Items from a data source
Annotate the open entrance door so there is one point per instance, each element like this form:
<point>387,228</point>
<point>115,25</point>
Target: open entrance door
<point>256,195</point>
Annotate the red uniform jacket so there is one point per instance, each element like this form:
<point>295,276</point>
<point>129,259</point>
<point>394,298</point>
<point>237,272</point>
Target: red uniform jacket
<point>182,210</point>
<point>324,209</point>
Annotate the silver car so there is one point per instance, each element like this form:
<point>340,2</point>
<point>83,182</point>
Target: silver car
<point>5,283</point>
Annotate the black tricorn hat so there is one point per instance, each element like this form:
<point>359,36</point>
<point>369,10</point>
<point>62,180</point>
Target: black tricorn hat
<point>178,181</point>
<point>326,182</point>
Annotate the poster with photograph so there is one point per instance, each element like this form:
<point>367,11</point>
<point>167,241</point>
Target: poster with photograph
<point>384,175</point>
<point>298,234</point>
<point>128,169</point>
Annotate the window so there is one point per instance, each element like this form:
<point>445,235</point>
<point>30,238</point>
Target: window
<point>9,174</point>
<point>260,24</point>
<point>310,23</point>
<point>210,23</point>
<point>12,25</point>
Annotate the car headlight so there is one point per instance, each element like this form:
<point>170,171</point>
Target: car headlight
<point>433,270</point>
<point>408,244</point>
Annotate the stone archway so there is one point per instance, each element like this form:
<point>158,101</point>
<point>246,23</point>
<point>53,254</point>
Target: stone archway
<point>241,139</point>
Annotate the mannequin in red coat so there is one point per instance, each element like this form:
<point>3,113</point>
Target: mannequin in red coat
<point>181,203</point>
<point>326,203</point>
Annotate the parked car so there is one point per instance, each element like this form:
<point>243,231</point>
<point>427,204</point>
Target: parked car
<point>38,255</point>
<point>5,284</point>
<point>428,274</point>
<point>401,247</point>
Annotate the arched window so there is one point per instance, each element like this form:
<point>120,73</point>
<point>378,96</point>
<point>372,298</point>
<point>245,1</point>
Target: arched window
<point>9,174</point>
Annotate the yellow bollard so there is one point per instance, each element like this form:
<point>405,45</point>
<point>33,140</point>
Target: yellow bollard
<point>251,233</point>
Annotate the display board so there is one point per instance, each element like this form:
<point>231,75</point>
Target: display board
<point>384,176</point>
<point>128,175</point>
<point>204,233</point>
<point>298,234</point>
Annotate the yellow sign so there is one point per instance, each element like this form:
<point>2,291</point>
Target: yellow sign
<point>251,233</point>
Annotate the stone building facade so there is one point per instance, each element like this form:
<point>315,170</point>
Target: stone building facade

- WHAT YOU WILL DO
Present the part of the data that opens with the line containing "Annotate the red" and closes with the line containing "<point>408,244</point>" as a Markdown table with the columns Row and Line, one row number and line per row, leaving out blank lines.

- EXERCISE ANSWER
| Row | Line |
|---|---|
| 1 | Annotate the red uniform jacket so there is one point per instance, each element like this form: |
| 2 | <point>295,276</point> |
| 3 | <point>129,259</point> |
| 4 | <point>394,298</point> |
| 5 | <point>237,272</point> |
| 6 | Target: red uniform jacket |
| 7 | <point>182,210</point> |
| 8 | <point>324,209</point> |
| 9 | Annotate the silver car so there is one point per instance, each element like this form: |
| 10 | <point>340,2</point> |
| 11 | <point>83,182</point> |
| 12 | Target: silver car |
| 13 | <point>5,283</point> |
| 14 | Annotate the black tricorn hat so there is one point per instance, each element like this form: |
| 15 | <point>359,36</point> |
| 16 | <point>369,10</point> |
| 17 | <point>62,180</point> |
| 18 | Target: black tricorn hat |
| 19 | <point>178,181</point> |
| 20 | <point>326,182</point> |
| 21 | Annotate the poster with photograph so there is one point per instance, each element like this form: |
| 22 | <point>367,11</point> |
| 23 | <point>167,241</point> |
| 24 | Target: poster with photograph |
| 25 | <point>384,175</point> |
| 26 | <point>298,234</point> |
| 27 | <point>128,169</point> |
| 28 | Annotate the window so there is one point per instance, each element like this form: |
| 29 | <point>445,235</point> |
| 30 | <point>30,238</point> |
| 31 | Target: window |
| 32 | <point>9,174</point> |
| 33 | <point>260,24</point> |
| 34 | <point>310,23</point> |
| 35 | <point>210,23</point> |
| 36 | <point>12,25</point> |
| 37 | Annotate the car headlight so there is one point per instance, each element like this form: |
| 38 | <point>170,171</point> |
| 39 | Target: car headlight |
| 40 | <point>433,270</point> |
| 41 | <point>408,244</point> |